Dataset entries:
BEGIN
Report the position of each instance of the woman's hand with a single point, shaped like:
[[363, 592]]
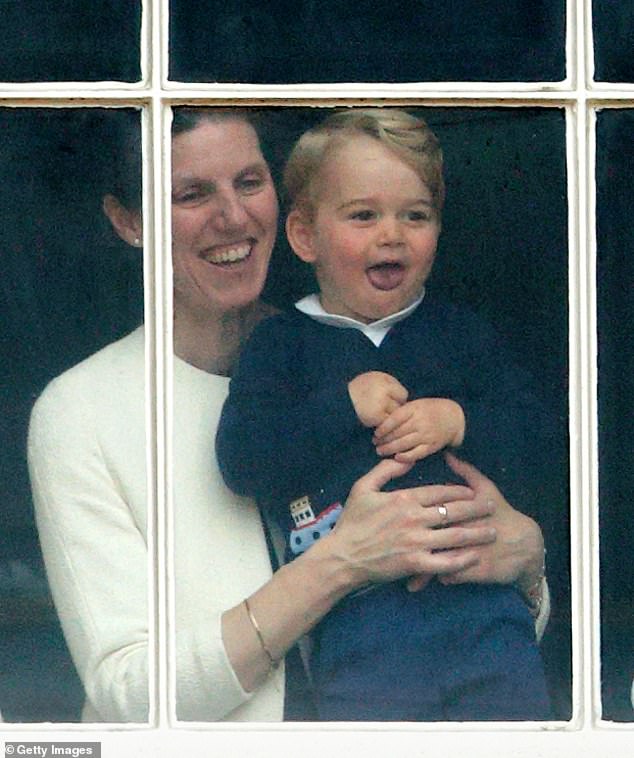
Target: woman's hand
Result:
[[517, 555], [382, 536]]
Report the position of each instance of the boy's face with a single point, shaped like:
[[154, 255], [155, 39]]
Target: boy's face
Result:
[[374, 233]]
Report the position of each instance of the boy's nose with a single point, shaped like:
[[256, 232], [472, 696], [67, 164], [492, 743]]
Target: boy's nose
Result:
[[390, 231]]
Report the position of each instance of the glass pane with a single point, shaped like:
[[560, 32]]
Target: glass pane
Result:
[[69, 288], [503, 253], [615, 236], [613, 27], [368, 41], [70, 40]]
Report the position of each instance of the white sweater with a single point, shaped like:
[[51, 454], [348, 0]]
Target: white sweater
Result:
END
BEGIN
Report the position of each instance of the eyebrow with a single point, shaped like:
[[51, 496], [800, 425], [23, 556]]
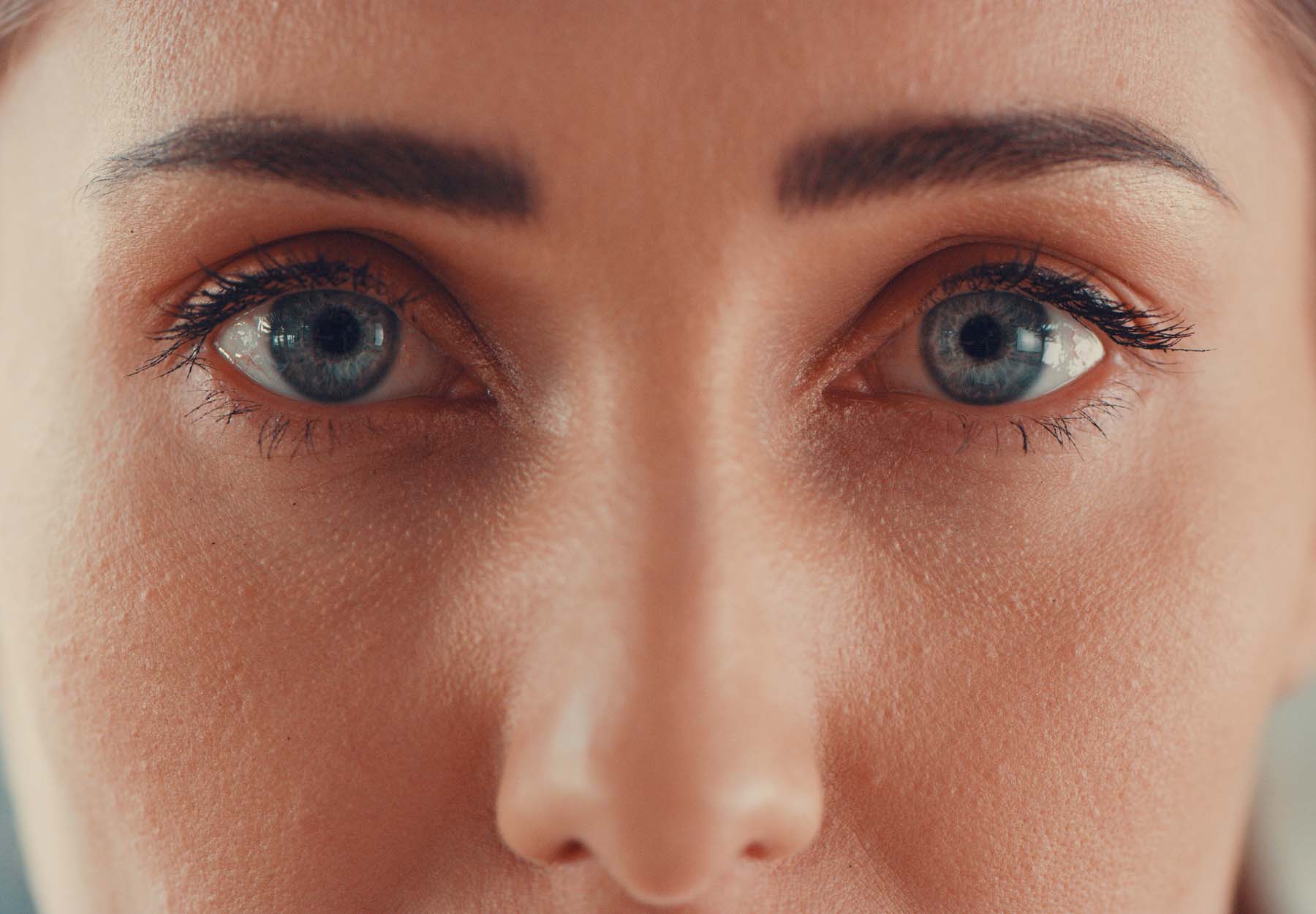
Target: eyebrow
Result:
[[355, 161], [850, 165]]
END
A single figure is required: the number of lines in the data above in which the word "hand" appears.

2